_SET TASK_:
Can you rescale the material below, starting at its first line and ending at the line that contains "[1059, 544]", both ends included? Repeat each of those lines with the requests unchanged, multiplying every coordinate in the answers by 1.7 and rounding to a whole number, with halves going up.

******

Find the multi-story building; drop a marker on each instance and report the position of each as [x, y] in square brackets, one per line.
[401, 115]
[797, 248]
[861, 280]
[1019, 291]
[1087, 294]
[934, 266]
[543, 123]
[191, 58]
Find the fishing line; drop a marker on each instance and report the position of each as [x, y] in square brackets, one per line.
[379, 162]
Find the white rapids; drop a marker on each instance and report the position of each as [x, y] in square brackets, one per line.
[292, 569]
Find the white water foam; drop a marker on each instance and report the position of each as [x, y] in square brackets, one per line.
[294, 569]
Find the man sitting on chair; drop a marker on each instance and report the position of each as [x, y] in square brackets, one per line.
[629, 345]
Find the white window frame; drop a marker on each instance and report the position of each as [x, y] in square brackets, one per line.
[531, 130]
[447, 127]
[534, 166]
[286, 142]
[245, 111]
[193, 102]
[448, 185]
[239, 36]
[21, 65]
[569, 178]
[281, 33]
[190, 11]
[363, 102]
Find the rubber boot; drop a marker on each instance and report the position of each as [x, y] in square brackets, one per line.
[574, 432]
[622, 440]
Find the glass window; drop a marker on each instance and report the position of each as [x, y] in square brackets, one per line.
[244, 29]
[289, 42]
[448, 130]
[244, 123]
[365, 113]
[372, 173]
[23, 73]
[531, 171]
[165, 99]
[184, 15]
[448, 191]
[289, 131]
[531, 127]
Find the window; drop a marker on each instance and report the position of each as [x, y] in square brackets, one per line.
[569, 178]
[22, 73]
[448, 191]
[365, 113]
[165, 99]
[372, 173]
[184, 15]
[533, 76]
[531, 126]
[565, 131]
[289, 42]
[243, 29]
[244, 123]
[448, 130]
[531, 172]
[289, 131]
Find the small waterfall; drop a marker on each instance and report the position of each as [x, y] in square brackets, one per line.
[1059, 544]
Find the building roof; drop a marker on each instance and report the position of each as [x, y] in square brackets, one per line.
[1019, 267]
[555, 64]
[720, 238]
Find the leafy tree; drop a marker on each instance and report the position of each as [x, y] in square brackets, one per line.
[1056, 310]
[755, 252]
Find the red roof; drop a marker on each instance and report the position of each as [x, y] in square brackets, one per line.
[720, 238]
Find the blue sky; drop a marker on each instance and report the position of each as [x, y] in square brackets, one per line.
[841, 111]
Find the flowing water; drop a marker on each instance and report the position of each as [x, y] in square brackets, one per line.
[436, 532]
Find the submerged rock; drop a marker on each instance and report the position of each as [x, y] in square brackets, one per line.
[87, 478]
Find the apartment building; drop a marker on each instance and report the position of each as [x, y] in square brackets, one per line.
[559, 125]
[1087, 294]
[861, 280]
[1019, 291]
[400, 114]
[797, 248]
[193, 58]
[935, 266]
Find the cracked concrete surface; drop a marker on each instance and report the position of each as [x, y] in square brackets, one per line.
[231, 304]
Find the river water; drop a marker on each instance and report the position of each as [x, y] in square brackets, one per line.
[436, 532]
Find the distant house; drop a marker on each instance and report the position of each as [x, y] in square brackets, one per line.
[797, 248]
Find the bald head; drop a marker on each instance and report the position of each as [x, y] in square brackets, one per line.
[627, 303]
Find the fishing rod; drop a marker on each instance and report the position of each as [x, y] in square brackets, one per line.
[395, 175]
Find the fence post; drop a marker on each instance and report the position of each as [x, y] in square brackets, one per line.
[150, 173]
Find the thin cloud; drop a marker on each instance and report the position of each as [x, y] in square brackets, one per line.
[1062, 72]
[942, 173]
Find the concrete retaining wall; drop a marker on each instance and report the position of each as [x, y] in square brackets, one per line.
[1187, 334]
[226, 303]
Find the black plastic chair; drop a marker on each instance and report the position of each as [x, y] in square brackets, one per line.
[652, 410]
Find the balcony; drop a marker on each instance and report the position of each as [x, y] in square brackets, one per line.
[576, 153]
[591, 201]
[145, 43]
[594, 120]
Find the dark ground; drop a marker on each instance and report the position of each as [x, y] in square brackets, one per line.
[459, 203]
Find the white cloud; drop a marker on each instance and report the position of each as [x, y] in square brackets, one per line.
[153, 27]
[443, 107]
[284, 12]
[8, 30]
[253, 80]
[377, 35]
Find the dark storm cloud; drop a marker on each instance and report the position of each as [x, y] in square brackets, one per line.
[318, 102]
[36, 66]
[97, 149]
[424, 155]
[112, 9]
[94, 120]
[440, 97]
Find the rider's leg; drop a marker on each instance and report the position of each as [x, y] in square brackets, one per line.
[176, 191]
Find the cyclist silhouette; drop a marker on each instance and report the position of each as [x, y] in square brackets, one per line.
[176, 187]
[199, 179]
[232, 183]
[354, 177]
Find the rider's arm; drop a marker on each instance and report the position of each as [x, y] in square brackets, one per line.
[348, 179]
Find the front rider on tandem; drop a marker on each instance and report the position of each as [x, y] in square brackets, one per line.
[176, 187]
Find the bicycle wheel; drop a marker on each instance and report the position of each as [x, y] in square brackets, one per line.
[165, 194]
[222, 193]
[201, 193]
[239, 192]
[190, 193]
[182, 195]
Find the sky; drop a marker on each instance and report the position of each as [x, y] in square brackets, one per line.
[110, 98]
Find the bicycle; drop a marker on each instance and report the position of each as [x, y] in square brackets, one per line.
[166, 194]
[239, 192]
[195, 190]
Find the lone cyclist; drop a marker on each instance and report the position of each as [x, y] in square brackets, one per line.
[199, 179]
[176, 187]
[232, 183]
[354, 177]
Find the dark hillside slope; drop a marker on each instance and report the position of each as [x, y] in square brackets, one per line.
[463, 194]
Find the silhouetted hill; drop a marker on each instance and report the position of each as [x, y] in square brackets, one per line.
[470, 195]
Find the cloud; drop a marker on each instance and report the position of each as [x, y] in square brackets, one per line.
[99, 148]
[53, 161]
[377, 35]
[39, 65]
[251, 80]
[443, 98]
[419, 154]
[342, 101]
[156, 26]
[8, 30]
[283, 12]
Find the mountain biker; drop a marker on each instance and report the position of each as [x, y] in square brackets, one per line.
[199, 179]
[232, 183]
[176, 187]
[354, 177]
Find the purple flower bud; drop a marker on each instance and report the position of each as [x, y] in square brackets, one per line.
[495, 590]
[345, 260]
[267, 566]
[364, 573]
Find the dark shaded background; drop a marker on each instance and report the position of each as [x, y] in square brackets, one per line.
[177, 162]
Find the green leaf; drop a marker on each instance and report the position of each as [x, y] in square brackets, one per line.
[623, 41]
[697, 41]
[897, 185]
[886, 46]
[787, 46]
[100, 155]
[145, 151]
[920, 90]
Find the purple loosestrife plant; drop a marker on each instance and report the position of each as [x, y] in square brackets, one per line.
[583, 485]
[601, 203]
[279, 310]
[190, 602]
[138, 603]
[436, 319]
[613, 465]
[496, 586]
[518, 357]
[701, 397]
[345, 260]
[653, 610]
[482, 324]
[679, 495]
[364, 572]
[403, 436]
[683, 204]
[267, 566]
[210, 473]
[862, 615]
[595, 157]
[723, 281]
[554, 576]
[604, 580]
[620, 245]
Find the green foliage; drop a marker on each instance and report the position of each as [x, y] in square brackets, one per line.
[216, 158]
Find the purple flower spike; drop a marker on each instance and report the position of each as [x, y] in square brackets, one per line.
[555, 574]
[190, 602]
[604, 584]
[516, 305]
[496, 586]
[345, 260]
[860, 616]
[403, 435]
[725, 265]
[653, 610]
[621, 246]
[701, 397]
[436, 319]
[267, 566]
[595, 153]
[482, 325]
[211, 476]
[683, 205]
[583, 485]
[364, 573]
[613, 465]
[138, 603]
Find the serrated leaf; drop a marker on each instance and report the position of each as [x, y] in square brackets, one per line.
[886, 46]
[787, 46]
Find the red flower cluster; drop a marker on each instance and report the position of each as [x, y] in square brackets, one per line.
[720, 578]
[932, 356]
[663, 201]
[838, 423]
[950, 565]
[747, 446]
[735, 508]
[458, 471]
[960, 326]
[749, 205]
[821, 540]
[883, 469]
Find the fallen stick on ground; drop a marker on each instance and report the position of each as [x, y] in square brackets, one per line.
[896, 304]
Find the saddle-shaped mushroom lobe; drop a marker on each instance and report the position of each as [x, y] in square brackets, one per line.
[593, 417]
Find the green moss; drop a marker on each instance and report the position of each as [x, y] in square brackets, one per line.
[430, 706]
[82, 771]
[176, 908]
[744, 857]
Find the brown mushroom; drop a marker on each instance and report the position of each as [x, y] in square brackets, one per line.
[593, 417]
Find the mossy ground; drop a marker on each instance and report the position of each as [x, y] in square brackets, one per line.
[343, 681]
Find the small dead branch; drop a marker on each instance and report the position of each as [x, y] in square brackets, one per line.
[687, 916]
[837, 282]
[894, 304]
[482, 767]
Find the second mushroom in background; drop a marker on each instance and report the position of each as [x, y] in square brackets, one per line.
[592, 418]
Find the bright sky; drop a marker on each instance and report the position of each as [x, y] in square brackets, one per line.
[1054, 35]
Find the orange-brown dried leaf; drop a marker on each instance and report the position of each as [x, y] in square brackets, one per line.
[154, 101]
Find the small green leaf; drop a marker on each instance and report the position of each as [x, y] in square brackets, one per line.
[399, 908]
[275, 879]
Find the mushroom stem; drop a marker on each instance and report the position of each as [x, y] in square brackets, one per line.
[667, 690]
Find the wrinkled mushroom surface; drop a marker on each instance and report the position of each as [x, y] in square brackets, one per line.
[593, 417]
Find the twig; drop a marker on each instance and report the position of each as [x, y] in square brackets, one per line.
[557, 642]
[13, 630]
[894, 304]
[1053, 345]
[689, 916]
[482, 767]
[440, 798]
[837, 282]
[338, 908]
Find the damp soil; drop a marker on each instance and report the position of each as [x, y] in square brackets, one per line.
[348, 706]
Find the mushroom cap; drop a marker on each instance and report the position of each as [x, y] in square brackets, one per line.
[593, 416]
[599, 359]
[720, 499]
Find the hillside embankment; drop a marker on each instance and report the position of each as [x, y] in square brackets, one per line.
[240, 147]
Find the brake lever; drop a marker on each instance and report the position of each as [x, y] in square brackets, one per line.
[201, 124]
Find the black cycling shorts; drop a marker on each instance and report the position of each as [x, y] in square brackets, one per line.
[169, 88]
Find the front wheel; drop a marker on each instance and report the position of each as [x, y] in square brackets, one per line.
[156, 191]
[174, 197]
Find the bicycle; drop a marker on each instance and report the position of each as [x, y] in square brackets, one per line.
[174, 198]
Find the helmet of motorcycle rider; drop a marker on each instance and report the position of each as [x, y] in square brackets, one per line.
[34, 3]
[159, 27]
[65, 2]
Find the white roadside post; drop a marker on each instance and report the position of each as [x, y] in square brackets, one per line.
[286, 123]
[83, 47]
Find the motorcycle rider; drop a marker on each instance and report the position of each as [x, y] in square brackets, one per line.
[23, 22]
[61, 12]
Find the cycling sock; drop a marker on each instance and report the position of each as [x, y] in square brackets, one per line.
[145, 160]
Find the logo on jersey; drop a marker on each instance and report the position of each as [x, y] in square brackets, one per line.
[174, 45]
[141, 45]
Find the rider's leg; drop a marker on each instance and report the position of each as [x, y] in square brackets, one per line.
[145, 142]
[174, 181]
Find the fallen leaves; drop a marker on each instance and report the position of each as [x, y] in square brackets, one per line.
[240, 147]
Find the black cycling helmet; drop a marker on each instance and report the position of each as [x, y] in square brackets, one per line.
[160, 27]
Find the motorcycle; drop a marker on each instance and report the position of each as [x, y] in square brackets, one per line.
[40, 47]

******

_THE ANSWER_:
Find the multi-story building; drop a marker on each instance and report the position of each as [x, y] in square brackets, one per line.
[682, 196]
[1355, 422]
[1464, 476]
[1732, 495]
[1848, 500]
[1588, 452]
[923, 209]
[325, 99]
Find the fishing line; drop a marker on each instance and report the position of each as [x, y] in square brackets, one per line.
[644, 275]
Find the white rapids; drop a marker on each instance and report the position of each as [x, y] in square brackets, one per line.
[496, 967]
Find the white water foam; drop a marker on each instance and report the position of each as [x, y] in square brackets, one per line.
[500, 967]
Find the man sitting on chair; drop a marker on each instance and report the position of each as [x, y] in square brackets, one per line.
[1069, 587]
Find the white window frame; drop a marker on each instance and report the position of each as [x, y] in square brackets, one per line.
[903, 221]
[760, 216]
[908, 282]
[486, 241]
[417, 189]
[328, 173]
[762, 315]
[406, 61]
[36, 111]
[967, 303]
[478, 56]
[323, 19]
[617, 173]
Find the rubber boot; drop a marker on each instance and report the position of each as [x, y] in square brackets, one per line.
[976, 734]
[1057, 748]
Find the glass window; drop a marker on each instance and report the position of each as [x, y] in square brackets, one per line.
[415, 49]
[491, 71]
[762, 221]
[415, 209]
[621, 192]
[632, 294]
[39, 124]
[903, 291]
[281, 168]
[313, 26]
[762, 325]
[491, 223]
[903, 216]
Find the window; drop a marker on each instance and report the position of each as [x, y] in square brackets, one per line.
[967, 303]
[37, 124]
[762, 325]
[621, 192]
[281, 168]
[632, 294]
[313, 26]
[906, 129]
[903, 214]
[961, 223]
[491, 71]
[413, 49]
[415, 209]
[762, 221]
[903, 292]
[491, 223]
Find the small waterfall; drop a marker on each instance and report the position of each as [x, y] in square brackets, one per line.
[1800, 925]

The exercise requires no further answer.